→ TASK INSTRUCTIONS:
**1)** In the court decision, how much money did the trial judge find the appellant had misappropriated?
**2)** Rewrite the part of the court decision that opens with the words containing "Court File and" and closes with "Court of Justice.", putting "Ontario Court of Justice" in place of "Superior Court of Justice".

→ TEXT SEGMENT:
Court File and Parties
COURT OF APPEAL FOR ONTARIO DATE: 20241205 DOCKET: COA-24-CR-0088
BEFORE: van Rensburg, Monahan and Madsen JJ.A.
BETWEEN:
His Majesty the King Respondent
and
Carolyn Burden Appellant
COUNSEL: Carolyn Burden, acting in person Peter Copeland, appearing as duty counsel [^1] Deepa Negandhi, for the respondent
HEARD: November 5, 2024
On appeal from the conviction entered on October 11, 2022 and the sentence imposed on January 18, 2024, by Justice R. Philip Campbell of the Superior Court of Justice.
Reasons for Decision
[1] The appellant was charged with one count of fraud over $5,000 arising from the misappropriation of funds while she served as a bookkeeper and financial controller in a small family-owned building business. On October 11, 2022 she pleaded guilty to the charge, although she declined to admit any of the details of her fraudulent conduct including the amount misappropriated. It was understood that facts detailing the fraudulent conduct would be established later in a Gardiner hearing. [^2]
[2] In March 2023 the appellant moved to strike her guilty plea on the basis that she did not understand the allegations to which she had pled guilty and did not appreciate the consequences of the plea, which included the possibility of imprisonment. The trial judge refused to strike the guilty plea. He found that the plea was proper, voluntary in the legal sense and made with a full understanding of its implications and consequences.
[3] The sentencing hearing continued throughout the remainder of 2023. In his reasons for sentence on January 18, 2024, the trial judge found that the appellant had engaged in a systematic, sophisticated, calculated and prolonged fraud, enabled by a façade of loyalty, competence and helpfulness. By exploiting her position of trust, she had misappropriated over $1.2 million with devastating personal and financial consequences for the company and the family that owned it. The trial judge described the fraud perpetrated by the appellant as reflecting an “egregious and deeply painful breach of trust and years of calculation and deception, all unmitigated by an expression of remorse, a commitment to reform, or a glimmer of an explanation.”
[4] Noting that the range of sentence in cases of large-scale fraud is generally three to five years, the trial judge found that the magnitude, complexity and duration of the fraud, the impact on the victims and the amount of the fraud, as well as the appellant’s prior convictions for fraud, justified a sentence at the upper end of that range. Although the appellant had entered a plea of guilty, its mitigating effect was diluted by a refusal to admit the details of the fraud, prolonging the proceedings by over a year, as well as by an “utterly spurious application to strike her plea almost half a year after she entered it.”

[Named region outline data]

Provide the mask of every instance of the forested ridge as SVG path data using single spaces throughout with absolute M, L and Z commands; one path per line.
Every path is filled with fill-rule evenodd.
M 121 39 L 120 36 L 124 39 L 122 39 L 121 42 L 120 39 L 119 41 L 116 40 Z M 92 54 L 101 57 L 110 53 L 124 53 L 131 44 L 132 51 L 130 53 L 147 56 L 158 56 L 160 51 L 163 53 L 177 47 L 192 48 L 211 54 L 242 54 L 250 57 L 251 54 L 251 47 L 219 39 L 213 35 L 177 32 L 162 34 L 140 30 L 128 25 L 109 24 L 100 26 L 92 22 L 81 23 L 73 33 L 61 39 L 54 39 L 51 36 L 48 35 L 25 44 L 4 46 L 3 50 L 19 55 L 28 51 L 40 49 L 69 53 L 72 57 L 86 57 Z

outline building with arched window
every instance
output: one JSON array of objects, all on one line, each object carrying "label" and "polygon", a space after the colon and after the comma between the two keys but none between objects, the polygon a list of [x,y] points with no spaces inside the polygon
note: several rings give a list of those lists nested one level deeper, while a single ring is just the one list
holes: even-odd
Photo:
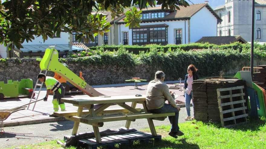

→ OUTPUTS:
**1)** Over $1.2 million.

**2)**
Court File and Parties
COURT OF APPEAL FOR ONTARIO DATE: 20241205 DOCKET: COA-24-CR-0088
BEFORE: van Rensburg, Monahan and Madsen JJ.A.
BETWEEN:
His Majesty the King Respondent
and
Carolyn Burden Appellant
COUNSEL: Carolyn Burden, acting in person Peter Copeland, appearing as duty counsel [^1] Deepa Negandhi, for the respondent
HEARD: November 5, 2024
On appeal from the conviction entered on October 11, 2022 and the sentence imposed on January 18, 2024, by Justice R. Philip Campbell of the Ontario Court of Justice.